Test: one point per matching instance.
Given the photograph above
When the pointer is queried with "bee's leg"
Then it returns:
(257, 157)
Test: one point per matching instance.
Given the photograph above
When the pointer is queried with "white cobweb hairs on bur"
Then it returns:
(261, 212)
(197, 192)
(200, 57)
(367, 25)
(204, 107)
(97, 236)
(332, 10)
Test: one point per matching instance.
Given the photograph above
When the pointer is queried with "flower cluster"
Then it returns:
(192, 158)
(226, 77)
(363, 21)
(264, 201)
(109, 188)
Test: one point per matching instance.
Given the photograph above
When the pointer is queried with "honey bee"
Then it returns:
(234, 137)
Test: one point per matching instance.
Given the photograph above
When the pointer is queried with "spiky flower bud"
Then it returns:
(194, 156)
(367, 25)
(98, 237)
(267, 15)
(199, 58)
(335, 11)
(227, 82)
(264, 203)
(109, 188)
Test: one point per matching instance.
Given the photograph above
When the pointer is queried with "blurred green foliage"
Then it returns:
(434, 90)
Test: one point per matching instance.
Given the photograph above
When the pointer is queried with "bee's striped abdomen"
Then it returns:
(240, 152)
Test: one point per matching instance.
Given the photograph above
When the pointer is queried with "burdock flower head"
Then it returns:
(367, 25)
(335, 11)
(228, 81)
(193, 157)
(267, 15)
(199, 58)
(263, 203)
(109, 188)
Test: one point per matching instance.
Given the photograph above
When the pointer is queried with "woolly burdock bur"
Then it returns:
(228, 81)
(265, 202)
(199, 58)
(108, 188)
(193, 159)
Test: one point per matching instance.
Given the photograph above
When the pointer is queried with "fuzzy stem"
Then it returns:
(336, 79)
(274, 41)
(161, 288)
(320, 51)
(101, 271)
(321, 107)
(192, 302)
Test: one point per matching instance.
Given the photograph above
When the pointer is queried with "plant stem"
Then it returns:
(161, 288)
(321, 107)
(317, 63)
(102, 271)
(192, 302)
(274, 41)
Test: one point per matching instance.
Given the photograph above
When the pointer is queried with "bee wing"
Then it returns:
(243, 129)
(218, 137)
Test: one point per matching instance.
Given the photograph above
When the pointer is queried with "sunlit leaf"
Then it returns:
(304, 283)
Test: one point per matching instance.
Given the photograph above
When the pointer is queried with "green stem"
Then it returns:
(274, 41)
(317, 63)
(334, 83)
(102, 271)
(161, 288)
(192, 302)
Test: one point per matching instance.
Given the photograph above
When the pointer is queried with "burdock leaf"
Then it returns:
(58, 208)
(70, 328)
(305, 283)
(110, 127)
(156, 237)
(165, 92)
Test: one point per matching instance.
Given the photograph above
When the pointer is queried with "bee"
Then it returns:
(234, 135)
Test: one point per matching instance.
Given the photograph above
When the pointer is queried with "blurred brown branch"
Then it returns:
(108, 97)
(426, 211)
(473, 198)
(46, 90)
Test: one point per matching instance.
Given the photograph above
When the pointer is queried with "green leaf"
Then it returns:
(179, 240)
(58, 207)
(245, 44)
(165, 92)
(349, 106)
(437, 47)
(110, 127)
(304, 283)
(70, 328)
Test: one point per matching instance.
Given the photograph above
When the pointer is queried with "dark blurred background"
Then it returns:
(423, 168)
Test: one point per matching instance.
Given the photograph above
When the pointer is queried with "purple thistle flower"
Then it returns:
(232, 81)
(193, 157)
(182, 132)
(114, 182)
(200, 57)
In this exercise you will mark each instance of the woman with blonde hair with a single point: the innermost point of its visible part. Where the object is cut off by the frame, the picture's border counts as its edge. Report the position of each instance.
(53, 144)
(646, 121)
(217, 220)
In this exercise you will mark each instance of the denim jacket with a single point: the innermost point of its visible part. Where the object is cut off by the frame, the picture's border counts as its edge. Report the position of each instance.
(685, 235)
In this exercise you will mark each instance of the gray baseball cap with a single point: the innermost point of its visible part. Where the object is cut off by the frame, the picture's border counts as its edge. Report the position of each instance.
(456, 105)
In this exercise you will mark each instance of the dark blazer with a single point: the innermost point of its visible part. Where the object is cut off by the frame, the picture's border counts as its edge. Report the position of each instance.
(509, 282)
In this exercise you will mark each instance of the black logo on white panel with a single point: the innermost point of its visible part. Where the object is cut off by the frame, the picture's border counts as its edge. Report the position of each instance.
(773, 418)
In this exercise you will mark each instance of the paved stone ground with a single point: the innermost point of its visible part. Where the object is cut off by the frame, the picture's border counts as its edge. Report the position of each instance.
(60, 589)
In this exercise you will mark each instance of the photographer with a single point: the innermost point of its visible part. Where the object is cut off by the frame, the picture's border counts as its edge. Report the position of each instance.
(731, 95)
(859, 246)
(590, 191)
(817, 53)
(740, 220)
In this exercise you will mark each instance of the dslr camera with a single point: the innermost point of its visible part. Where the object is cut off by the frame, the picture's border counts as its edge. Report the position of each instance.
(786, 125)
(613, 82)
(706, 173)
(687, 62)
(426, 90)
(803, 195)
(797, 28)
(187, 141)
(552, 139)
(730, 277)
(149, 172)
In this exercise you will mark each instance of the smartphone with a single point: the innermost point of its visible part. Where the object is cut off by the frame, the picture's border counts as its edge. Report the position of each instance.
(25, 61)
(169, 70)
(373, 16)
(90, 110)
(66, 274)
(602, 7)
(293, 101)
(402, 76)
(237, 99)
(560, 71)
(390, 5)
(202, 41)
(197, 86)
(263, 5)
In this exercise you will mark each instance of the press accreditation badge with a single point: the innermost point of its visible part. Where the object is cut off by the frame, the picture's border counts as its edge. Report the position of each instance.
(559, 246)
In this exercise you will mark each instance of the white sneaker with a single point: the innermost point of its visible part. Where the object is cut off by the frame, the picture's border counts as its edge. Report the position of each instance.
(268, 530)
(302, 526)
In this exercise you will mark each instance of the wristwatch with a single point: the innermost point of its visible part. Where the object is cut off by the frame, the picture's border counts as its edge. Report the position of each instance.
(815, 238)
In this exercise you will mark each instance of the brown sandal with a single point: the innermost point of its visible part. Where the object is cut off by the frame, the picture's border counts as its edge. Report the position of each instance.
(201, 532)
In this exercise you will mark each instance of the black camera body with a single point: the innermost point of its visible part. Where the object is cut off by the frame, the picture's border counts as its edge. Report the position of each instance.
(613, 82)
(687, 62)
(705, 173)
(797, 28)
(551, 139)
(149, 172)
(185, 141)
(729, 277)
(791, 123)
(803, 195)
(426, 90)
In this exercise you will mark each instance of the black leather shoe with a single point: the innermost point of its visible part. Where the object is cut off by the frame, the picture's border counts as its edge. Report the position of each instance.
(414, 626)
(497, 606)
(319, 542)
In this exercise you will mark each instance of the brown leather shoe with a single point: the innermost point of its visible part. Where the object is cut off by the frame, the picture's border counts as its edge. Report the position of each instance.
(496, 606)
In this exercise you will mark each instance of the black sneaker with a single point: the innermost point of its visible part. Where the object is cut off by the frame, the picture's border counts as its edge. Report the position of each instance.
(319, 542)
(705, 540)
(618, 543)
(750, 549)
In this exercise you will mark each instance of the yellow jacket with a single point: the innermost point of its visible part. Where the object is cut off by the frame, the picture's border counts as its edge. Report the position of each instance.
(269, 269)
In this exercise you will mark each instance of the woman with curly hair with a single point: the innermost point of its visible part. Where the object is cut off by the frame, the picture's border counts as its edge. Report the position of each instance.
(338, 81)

#### [What is being asked]
Could you write out all of these rows again, switching every "pointer" to "locator" and keeping everything else the same?

#### [The answer]
Test: one point per matching instance.
Given the photograph above
When the locator is queried with "bee's leg"
Then it returns:
(257, 157)
Test: one point per matching instance.
Given the photograph above
When the locator is queried with "white cobweb hairs on bur"
Then it returns:
(261, 212)
(197, 192)
(200, 57)
(367, 25)
(204, 107)
(97, 236)
(332, 10)
Test: one point per matching instance.
Given the photograph above
When the locator is queried with "flower cluster"
Then it returns:
(192, 158)
(226, 77)
(363, 21)
(264, 201)
(109, 188)
Test: one point per matching instance.
Given the photograph above
When the locator is queried with "honey bee"
Then it returns:
(234, 137)
Test: one point per matching instance.
Given the photograph above
When the locator is queried with "spiky flower bud"
Then it returns:
(194, 156)
(367, 25)
(98, 237)
(267, 15)
(199, 58)
(335, 11)
(227, 82)
(264, 203)
(109, 188)
Test: one point per matching instance.
Given the photograph above
When the locator is queried with "blurred green foliage"
Then it returns:
(434, 90)
Test: one point per matching instance.
Given the photograph above
When the locator is queried with "bee's striped abdomen"
Then it returns:
(240, 152)
Test: one point per matching instance.
Given the photograph above
When the locator is queried with "burdock flower head"
Then it returns:
(367, 25)
(335, 11)
(228, 81)
(193, 157)
(267, 15)
(199, 58)
(263, 203)
(109, 188)
Test: one point per matching instance.
Given the photograph above
When the locator is queried with "woolly burdock bur"
Then it returns:
(228, 81)
(265, 202)
(199, 58)
(108, 188)
(193, 159)
Test: one point per matching instance.
Given the photograph above
When the locator is queried with "fuzzy stem"
Then it returns:
(336, 79)
(274, 41)
(161, 288)
(320, 51)
(101, 271)
(321, 107)
(192, 302)
Test: one point per matching instance.
Given the photograph above
When the locator is queried with "plant stem"
Then it returns:
(161, 288)
(321, 107)
(317, 63)
(102, 271)
(192, 302)
(274, 41)
Test: one point per matching instance.
Given the photograph above
When the locator is queried with "bee wing"
Then it returns:
(243, 129)
(218, 137)
Test: one point per matching instance.
Given the photograph above
When the locator is queried with "sunlit leaf"
Then it returns:
(304, 283)
Test: one point per matching instance.
Given the photograph above
When the locator is queried with "green stem"
Then it returns:
(274, 41)
(317, 63)
(334, 83)
(102, 271)
(161, 288)
(192, 302)
Test: one point per matching instance.
Given the photograph above
When the locator is queried with "burdock leaf"
Then it returns:
(58, 208)
(70, 328)
(305, 283)
(110, 127)
(156, 237)
(165, 92)
Test: one point per matching instance.
Given the photograph above
When the locator is queried with "bee"
Then it returns:
(234, 135)
Test: one point per matching instance.
Given the photograph above
When the locator is queried with "blurred brown branch"
Then it returns:
(108, 97)
(426, 211)
(473, 198)
(46, 90)
Test: one point per matching instance.
Given the photograph above
When the locator is queried with "green leaf"
Then it returns:
(179, 240)
(58, 207)
(245, 44)
(165, 92)
(349, 106)
(437, 47)
(110, 127)
(304, 283)
(70, 328)
Test: one point per matching instance.
Given the photograph above
When the locator is queried with "dark blurred background"
Then it returns:
(423, 168)
Test: one point per matching instance.
Given the photograph above
When the locator is queried with "purple thistle flower"
Then it returns:
(232, 81)
(193, 157)
(182, 132)
(114, 182)
(200, 57)
In this exercise you will mark each instance of the woman with blonde hair with a single point: the innermost point of its visible part. Where the object is cut off by the frame, the picture's border counts as its edge. Report the position of each instance.
(53, 144)
(646, 121)
(217, 220)
In this exercise you will mark each instance of the denim jacket with a single point: the innermost point of its visible part. Where the object is cut off by the frame, the picture's border counts as its edge. Report the position of each instance.
(685, 235)
In this exercise you will mark each instance of the gray baseball cap with a single point: the innermost point of its visible part. Where the object is cut off by the frame, the picture's border counts as its edge. Report the position of each instance.
(456, 105)
In this exercise you will mark each instance of the dark blazer with a single point: the innermost point of its visible part. Where the object is cut off by the frame, the picture's border counts as its edge. Report the position of each instance.
(509, 282)
In this exercise you will mark each instance of the black logo on white panel with a single point: the innermost point of its visible part. Where the object is cut off by the frame, the picture's border counts as its edge. Report the position of each instance.
(773, 418)
In this exercise you will mark each instance of the paved stone ground with a single point: the innermost point of its visible part. Where the object is cut off by the frame, the picture's border counts as its edge. Report the position of each instance.
(60, 589)
In this exercise you will mark each instance of the photographer with a single point: the innermost point of its visible part. Where the object is cut off by the frame, the picture's border counts as its edge. Report the position of each instance.
(731, 95)
(859, 246)
(590, 191)
(817, 53)
(740, 220)
In this exercise you will mark each instance of the dslr camera with a single point: the innermost point of its visible part. Where the object is cut off by the frame, the picture's border counts as its edge. Report the position of each instance.
(786, 125)
(613, 82)
(706, 173)
(687, 62)
(426, 90)
(803, 195)
(797, 28)
(187, 141)
(552, 139)
(730, 277)
(149, 172)
In this exercise you will mark each instance of the smartphone with a single point: the innermost point of its visible part. Where the object is cut off by the frame, the picture's border counts as its edge. Report the position of each instance.
(25, 61)
(169, 70)
(373, 16)
(90, 110)
(66, 274)
(602, 7)
(293, 101)
(402, 76)
(237, 99)
(560, 71)
(390, 5)
(202, 41)
(197, 86)
(263, 5)
In this exercise you will mark each instance of the press accreditation badge with a single point: the innermost point of its visible part. Where the object is cut off by the frame, the picture's border counts as its edge. Report the position of each instance.
(559, 246)
In this exercise you will mark each instance of the white sneaker with a single point: the innermost point of its visible part. Where the object is cut off by the frame, the picture's border counts as its edge. Report the position of each instance.
(268, 530)
(302, 526)
In this exercise you will mark each instance of the wristwatch with a single point: the innermost point of its visible part. Where the object is cut off by the frame, the picture's border counts as its edge. Report the position of each instance.
(815, 238)
In this exercise you will mark each instance of the brown sandal with a single point: the innermost point of its visible part. Where the object is cut off by the frame, the picture's border counts as its edge. Report the position of each instance.
(201, 532)
In this exercise you will mark each instance of the black camera body with a single point: the innermost point of its visible part. Where the object is cut off by the frame, the picture's border counts as its edge. Report the position of each instance.
(613, 82)
(687, 62)
(705, 173)
(797, 28)
(551, 139)
(149, 172)
(185, 141)
(729, 277)
(791, 123)
(803, 195)
(426, 90)
In this exercise you will mark each instance of the black leather shoe with a single point: the innermost point of its visible part. Where the object is cut off by the frame, the picture's border counts as its edge. Report the position of each instance.
(414, 626)
(497, 606)
(319, 542)
In this exercise you will mark each instance of the brown leather shoe with a single point: the innermost point of its visible part. Where the object is cut off by the frame, the picture's border counts as its edge. Report the position of each instance.
(496, 606)
In this exercise you will mark each instance of the black sneaker with a single point: the innermost point of its visible part. Where the object is cut off by the frame, the picture's border counts as its edge. Report the position of each instance.
(319, 542)
(705, 540)
(618, 543)
(750, 549)
In this exercise you will mark each instance of the yellow jacket with a single point: the innermost point of its visible part. Where the object is cut off by the frame, the picture's border counts as its edge. Report the position of each instance.
(269, 269)
In this exercise you will mark each instance of the woman with curly hair with a single point: the innermost point of its visible part. Where the object is cut off by the frame, the picture's border counts as its edge. Report the position of each instance.
(338, 81)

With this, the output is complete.